Short task: Rewrite the lines below, changing every occurrence of "thickest part" to "widest part" and leaving everything else unchanged.
__________
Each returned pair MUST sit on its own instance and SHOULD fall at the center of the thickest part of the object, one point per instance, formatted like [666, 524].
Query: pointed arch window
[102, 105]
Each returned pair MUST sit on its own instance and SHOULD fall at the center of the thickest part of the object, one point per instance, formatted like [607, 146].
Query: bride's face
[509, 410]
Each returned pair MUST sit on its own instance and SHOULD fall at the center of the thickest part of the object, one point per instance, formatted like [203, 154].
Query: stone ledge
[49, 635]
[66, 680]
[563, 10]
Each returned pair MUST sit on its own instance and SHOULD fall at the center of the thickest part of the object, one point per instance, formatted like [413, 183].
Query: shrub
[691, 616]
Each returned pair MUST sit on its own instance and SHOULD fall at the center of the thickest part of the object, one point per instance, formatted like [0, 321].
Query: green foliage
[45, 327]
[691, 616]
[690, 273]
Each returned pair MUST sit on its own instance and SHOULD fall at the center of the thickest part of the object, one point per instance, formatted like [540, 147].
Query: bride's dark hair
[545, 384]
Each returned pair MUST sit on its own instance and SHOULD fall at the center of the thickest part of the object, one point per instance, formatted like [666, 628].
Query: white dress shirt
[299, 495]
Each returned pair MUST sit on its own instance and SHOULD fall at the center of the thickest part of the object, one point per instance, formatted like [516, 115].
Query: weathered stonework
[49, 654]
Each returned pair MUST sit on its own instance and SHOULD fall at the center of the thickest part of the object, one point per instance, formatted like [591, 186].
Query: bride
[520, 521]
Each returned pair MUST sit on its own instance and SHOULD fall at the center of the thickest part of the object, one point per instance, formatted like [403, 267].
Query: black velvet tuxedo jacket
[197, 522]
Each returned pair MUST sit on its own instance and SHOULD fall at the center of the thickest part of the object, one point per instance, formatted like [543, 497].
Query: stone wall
__________
Solution to the problem:
Each returned pair MUST sit on its own instance and SHOULD fall at the center of the widest part of the object, one point per instance, formatted like [666, 524].
Query: pointed arch window
[102, 105]
Each returned pair MUST sit on its own instance and SHOULD fall at the center of the widest part of the object, one point per instance, formatted like [607, 146].
Query: bride's face
[509, 410]
Each returned pair MUST sit on its own instance and SHOULD fall at the center of the widest part of the object, one point per instance, formatted like [203, 154].
Query: stone ledge
[49, 635]
[66, 680]
[563, 10]
Each returned pair MUST sit on its own instance and SHOULD fall at the center of the widest part of the object, one point per instance, formatted like [413, 183].
Query: shrub
[691, 616]
Each returned pair MUST sit on its own instance and SHOULD fall at the center of the widest part of the object, one point per instance, formatted like [0, 321].
Query: green foliage
[45, 327]
[691, 616]
[690, 273]
Each returned pair MUST sit on its own instance and SHOULD fall at the center of the widest part of the object, one point per instance, formatted like [540, 147].
Query: bride's dark hair
[545, 384]
Each returned pair MUST sit on its own instance and SHOULD fall at the center of the widest part of the object, one point per instance, formatted like [666, 628].
Query: white dress shirt
[299, 495]
Each returned pair MUST sit on its own instance and SHOULD fall at the center of the widest part of the object, one point per instance, formatted like [516, 115].
Query: weathered stonework
[49, 654]
Each returned pair MUST sit on its own instance and SHOULD fall at the center of the widest part of the object, one point per instance, formatted like [591, 186].
Query: bride
[520, 521]
Each returned pair MUST sit on its own instance and SHOULD fall at the center of the widest part of the object, one point per instance, formatted like [403, 267].
Query: black velvet tuxedo jacket
[197, 522]
Each returned pair MUST sit on its own instance and SHOULD fall at the center of the widest part of the object, one point per instance, formatted like [543, 497].
Query: stone wall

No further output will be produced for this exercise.